**Work to complete**. Please repeat the items from the line containing "For the benchmark, spot each instance of the ceiling" through the line containing "For the benchmark, spot each instance of the crown", both lines included, with the item text unchanged. Scale every point coordinate in the answers by 1.25 and round each one to a whole number, with halves rounding up.

**Data shown**.
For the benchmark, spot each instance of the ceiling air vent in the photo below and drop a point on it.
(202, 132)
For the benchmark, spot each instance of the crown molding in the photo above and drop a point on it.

* * *

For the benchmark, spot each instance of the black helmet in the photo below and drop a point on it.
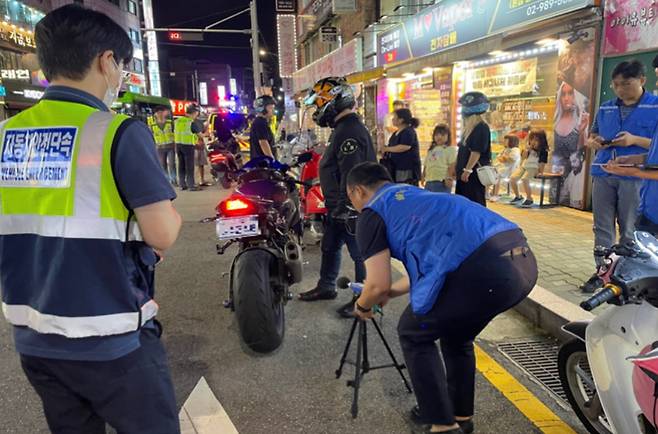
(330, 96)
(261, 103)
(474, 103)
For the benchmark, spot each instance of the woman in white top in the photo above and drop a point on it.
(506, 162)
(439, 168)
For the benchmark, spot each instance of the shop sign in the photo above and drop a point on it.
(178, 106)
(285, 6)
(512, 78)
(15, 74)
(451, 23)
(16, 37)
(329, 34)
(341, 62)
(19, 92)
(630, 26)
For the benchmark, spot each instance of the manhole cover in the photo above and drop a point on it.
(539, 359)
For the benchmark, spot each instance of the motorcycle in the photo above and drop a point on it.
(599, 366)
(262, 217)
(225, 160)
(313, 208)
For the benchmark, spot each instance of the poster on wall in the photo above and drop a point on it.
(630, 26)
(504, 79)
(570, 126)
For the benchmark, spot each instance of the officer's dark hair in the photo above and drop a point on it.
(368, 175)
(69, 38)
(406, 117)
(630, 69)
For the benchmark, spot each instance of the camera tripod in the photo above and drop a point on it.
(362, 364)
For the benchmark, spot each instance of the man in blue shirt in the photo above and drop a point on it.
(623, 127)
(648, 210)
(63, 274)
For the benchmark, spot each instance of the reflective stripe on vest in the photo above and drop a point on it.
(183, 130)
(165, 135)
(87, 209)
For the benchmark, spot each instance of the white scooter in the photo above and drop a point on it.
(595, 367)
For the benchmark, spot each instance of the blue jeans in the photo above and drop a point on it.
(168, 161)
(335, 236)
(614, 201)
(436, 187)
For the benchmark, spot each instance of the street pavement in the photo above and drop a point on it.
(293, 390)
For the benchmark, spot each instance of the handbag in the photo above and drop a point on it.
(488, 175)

--

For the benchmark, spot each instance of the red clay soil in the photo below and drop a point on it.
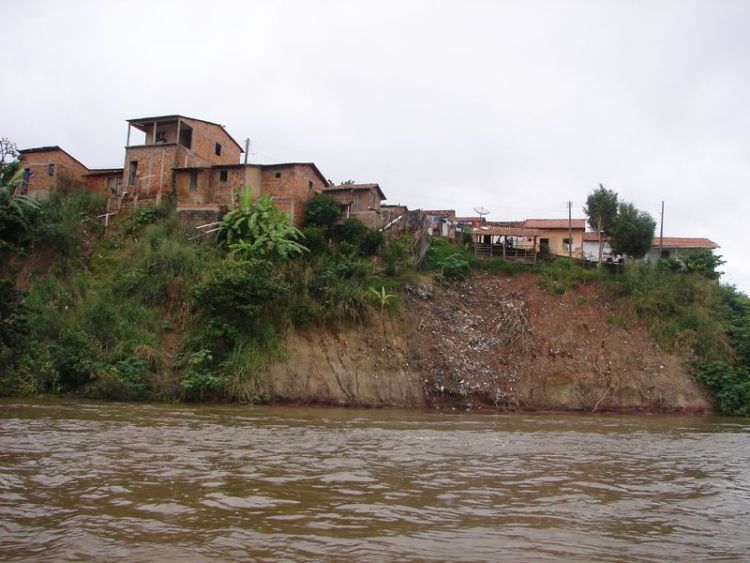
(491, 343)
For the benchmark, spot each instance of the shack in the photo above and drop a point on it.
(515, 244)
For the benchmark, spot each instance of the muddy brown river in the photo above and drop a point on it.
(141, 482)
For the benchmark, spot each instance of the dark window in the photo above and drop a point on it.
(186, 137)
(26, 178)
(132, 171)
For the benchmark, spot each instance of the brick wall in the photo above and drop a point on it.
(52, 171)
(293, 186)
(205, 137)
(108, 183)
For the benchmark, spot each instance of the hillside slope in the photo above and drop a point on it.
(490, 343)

**Finished task**.
For the benchmark, spot each instance of the ceiling air vent in the photo below and drop a point on it.
(253, 165)
For the benchmark, spot each instance of the crown molding in the photo above and drop a point on it.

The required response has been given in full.